* START RECORDS *
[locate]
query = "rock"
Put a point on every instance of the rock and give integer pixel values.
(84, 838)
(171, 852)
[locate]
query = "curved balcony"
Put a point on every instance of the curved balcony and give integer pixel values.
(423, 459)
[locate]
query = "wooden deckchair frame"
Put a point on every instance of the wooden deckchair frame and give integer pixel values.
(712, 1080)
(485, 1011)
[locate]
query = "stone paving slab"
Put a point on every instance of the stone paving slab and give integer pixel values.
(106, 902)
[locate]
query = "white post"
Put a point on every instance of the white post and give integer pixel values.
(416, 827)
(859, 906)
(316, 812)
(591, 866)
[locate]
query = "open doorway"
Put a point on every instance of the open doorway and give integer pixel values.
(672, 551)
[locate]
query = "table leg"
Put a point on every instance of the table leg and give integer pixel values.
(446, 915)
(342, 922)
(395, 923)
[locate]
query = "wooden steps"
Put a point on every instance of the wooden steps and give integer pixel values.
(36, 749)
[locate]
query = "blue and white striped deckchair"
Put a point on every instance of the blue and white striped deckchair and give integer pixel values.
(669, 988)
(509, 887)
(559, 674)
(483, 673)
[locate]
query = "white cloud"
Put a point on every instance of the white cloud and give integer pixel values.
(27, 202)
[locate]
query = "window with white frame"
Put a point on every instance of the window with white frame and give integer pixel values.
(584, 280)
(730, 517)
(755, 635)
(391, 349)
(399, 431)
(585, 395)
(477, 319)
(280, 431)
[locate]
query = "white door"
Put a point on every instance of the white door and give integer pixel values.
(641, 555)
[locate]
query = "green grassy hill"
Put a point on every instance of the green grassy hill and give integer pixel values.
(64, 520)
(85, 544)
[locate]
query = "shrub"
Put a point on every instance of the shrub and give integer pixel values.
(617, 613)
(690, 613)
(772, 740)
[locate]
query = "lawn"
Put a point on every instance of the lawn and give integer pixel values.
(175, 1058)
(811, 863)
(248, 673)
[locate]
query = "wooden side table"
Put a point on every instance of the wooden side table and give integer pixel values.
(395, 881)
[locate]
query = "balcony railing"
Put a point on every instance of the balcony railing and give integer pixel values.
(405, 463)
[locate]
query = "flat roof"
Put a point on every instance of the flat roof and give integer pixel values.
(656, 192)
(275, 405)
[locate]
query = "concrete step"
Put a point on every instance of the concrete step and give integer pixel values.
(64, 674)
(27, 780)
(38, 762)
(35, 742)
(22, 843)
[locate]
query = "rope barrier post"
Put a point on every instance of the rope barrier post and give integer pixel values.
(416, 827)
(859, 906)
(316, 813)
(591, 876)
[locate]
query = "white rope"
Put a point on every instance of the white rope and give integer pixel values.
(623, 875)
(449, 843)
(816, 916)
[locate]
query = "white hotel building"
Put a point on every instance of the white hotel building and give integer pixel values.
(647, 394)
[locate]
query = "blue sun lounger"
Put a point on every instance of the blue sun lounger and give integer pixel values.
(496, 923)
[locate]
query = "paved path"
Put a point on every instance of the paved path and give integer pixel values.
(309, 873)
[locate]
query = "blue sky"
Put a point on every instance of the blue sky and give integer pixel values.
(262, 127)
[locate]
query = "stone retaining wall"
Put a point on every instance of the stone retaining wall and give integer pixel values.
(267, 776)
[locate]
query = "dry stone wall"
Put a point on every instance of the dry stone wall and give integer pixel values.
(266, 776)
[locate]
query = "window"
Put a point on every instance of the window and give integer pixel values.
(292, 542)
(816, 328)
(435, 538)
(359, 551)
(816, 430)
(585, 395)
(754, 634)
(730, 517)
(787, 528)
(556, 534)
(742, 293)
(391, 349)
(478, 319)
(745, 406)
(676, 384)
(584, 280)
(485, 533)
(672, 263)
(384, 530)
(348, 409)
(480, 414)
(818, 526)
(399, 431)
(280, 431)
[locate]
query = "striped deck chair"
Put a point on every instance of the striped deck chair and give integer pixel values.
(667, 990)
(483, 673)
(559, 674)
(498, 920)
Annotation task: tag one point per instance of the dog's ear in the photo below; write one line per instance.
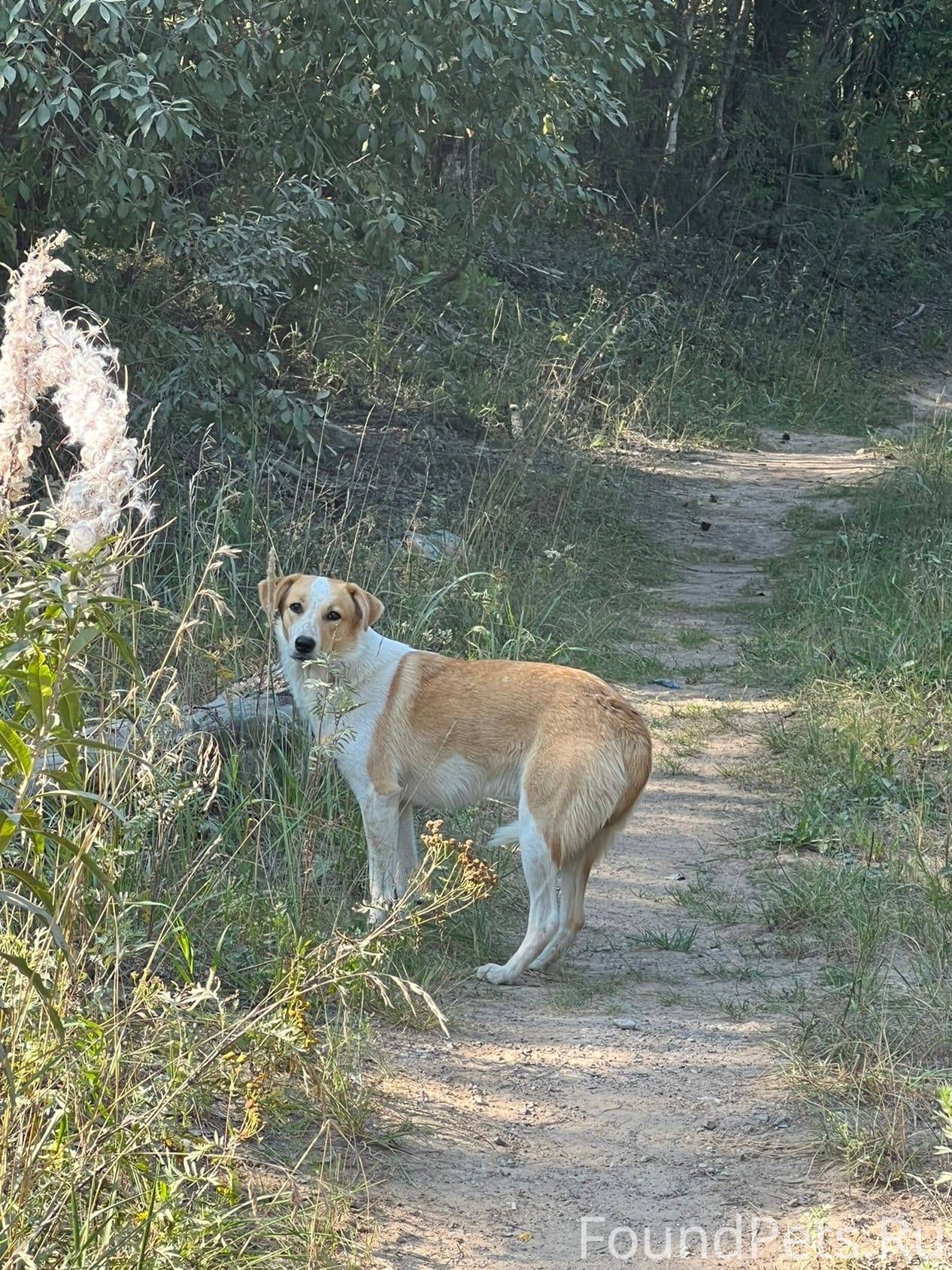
(272, 594)
(368, 607)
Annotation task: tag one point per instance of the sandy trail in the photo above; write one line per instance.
(542, 1110)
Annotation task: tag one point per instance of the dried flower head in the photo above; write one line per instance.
(479, 878)
(22, 372)
(44, 351)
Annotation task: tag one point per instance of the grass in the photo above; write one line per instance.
(679, 939)
(195, 982)
(858, 635)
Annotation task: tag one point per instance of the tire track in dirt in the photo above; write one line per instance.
(541, 1110)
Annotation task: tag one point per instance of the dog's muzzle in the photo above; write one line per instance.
(304, 648)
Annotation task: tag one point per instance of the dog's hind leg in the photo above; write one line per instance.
(572, 908)
(541, 877)
(408, 855)
(381, 825)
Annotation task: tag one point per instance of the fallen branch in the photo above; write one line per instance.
(232, 712)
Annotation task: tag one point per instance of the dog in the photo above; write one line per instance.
(427, 729)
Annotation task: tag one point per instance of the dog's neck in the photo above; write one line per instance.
(374, 655)
(374, 658)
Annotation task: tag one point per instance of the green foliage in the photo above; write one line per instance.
(183, 978)
(129, 114)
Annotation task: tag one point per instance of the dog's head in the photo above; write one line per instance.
(317, 615)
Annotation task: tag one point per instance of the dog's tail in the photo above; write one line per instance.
(505, 836)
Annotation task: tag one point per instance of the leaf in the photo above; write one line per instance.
(16, 747)
(11, 897)
(38, 987)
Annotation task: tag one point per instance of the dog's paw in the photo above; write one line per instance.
(493, 973)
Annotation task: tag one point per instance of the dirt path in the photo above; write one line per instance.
(640, 1083)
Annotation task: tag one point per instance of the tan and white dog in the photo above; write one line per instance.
(428, 729)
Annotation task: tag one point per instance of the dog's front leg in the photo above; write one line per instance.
(381, 826)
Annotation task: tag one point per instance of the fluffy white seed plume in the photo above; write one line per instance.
(46, 352)
(20, 370)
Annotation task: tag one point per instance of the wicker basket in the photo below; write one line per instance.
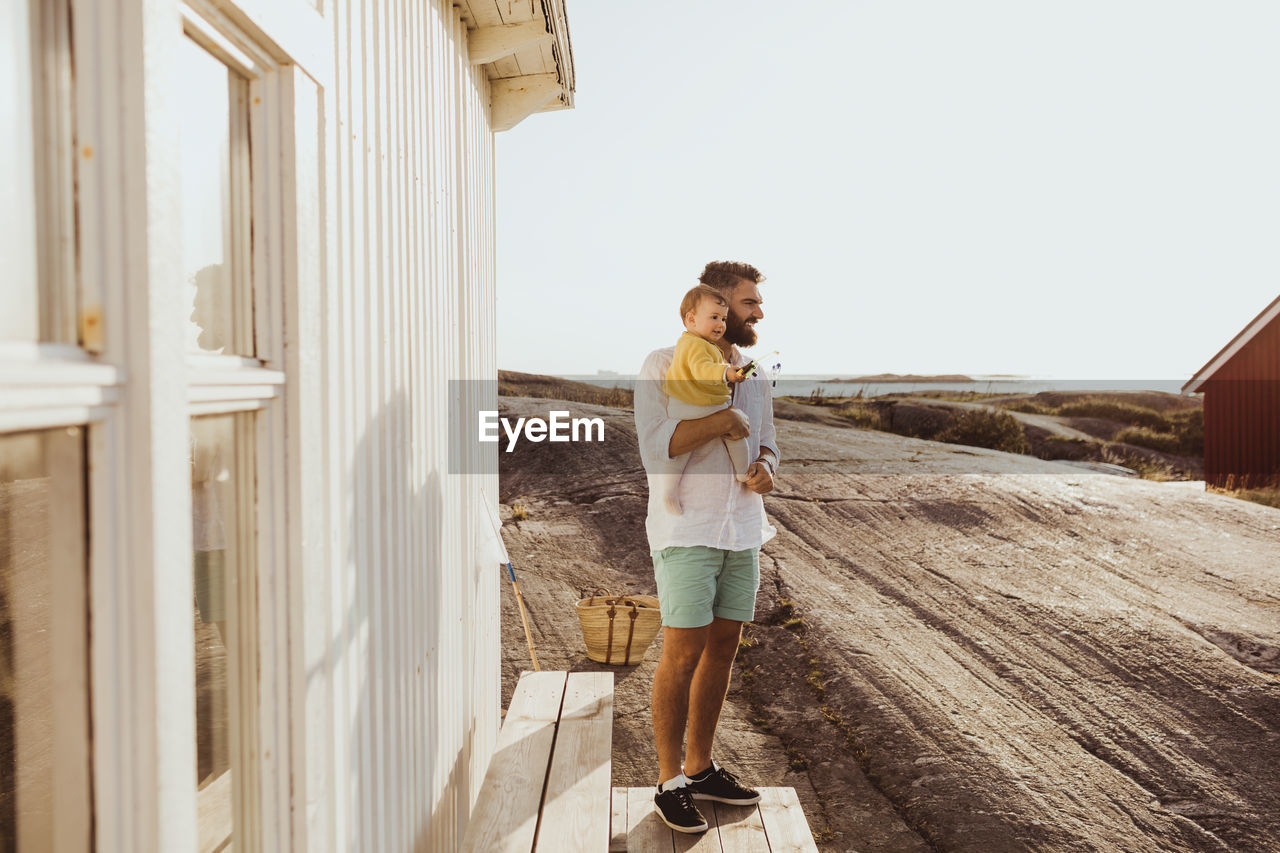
(618, 629)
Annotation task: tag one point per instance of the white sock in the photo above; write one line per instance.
(672, 784)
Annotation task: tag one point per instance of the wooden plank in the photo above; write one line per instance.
(538, 696)
(740, 828)
(506, 812)
(785, 825)
(577, 803)
(645, 830)
(618, 821)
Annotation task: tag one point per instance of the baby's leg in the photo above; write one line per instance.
(739, 452)
(673, 469)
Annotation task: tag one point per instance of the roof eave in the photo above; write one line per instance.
(1237, 343)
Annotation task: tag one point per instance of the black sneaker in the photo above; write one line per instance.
(677, 811)
(718, 784)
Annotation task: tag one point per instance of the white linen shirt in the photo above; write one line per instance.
(718, 511)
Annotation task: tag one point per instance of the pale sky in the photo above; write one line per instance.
(1069, 190)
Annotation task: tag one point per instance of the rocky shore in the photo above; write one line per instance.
(955, 648)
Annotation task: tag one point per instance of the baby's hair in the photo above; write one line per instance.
(694, 297)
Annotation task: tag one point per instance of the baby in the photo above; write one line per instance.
(698, 382)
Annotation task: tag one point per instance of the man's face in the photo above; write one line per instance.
(744, 311)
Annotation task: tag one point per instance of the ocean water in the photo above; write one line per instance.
(803, 386)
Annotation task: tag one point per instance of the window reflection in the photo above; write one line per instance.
(214, 150)
(44, 765)
(219, 498)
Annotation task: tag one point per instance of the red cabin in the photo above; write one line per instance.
(1242, 406)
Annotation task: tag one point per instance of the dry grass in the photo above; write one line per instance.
(531, 384)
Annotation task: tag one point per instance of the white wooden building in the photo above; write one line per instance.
(245, 246)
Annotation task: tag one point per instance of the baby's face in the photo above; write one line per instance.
(708, 320)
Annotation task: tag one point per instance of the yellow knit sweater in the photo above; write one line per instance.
(696, 373)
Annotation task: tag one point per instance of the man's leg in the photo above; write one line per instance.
(681, 652)
(708, 689)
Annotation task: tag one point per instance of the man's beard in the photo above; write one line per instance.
(739, 333)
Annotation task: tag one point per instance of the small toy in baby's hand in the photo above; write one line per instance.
(749, 369)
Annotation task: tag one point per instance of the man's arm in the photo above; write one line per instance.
(691, 434)
(762, 471)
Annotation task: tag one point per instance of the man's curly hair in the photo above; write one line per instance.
(725, 276)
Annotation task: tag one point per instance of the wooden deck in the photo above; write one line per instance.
(775, 825)
(548, 781)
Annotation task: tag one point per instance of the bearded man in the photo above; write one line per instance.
(707, 560)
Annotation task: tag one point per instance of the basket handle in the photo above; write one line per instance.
(631, 632)
(598, 591)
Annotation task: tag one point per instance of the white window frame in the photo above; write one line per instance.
(128, 382)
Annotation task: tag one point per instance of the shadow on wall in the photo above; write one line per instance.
(382, 658)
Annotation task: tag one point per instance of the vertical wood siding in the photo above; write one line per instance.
(412, 619)
(1242, 415)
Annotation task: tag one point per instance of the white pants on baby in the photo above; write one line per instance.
(673, 469)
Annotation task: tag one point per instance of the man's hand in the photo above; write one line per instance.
(758, 478)
(739, 424)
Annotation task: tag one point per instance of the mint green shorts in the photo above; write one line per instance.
(696, 583)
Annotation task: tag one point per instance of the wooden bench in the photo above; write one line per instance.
(548, 784)
(773, 825)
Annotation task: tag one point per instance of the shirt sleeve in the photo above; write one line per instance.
(768, 434)
(653, 427)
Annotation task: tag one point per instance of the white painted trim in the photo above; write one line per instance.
(140, 489)
(1237, 343)
(307, 493)
(210, 24)
(291, 30)
(490, 44)
(213, 40)
(231, 378)
(50, 365)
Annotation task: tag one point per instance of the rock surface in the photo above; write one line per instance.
(954, 648)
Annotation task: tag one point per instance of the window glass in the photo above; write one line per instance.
(44, 699)
(222, 505)
(214, 219)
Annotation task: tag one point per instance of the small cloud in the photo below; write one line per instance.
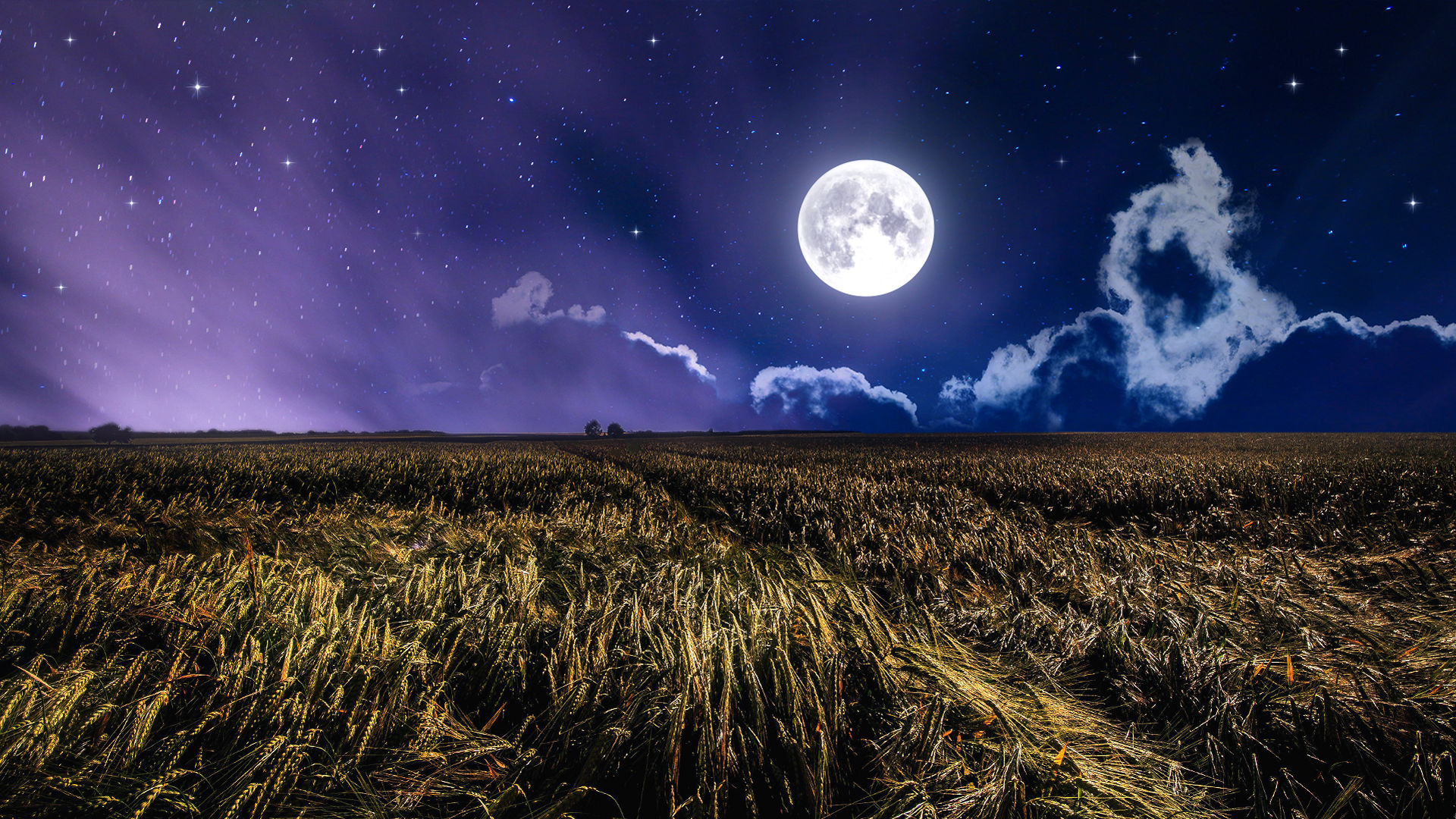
(430, 388)
(683, 352)
(526, 302)
(813, 390)
(492, 378)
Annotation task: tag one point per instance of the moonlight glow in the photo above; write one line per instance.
(865, 228)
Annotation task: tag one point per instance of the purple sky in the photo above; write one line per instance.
(504, 218)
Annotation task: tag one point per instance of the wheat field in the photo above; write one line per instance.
(835, 626)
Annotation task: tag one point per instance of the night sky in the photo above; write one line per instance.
(517, 218)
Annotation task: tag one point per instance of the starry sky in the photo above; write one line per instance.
(520, 216)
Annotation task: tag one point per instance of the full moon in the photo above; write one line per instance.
(865, 228)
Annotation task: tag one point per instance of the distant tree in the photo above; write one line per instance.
(111, 433)
(36, 431)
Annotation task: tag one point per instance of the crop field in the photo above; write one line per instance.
(786, 626)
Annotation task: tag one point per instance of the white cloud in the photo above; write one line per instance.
(1171, 365)
(817, 387)
(683, 352)
(430, 388)
(491, 378)
(526, 302)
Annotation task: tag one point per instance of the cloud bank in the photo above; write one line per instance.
(526, 302)
(683, 352)
(1172, 360)
(813, 391)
* END RECORDS *
#### [REQUIRED TASK]
Copy word for word the part of the material above that opens with its very first line and closes with the line containing "(485, 1011)", including both of those lines.

#### [RESPONSE]
[locate]
query = "rock"
Put a point on every instance of the rock and give integer pixel values.
(84, 838)
(171, 852)
[locate]
query = "curved balcony"
Put a point on every instance of the curved balcony and give integer pixel values.
(423, 459)
[locate]
query = "wooden deckchair frame"
Put a point on every instance of the wooden deckchair frame and give integer pixel values.
(712, 1080)
(485, 1011)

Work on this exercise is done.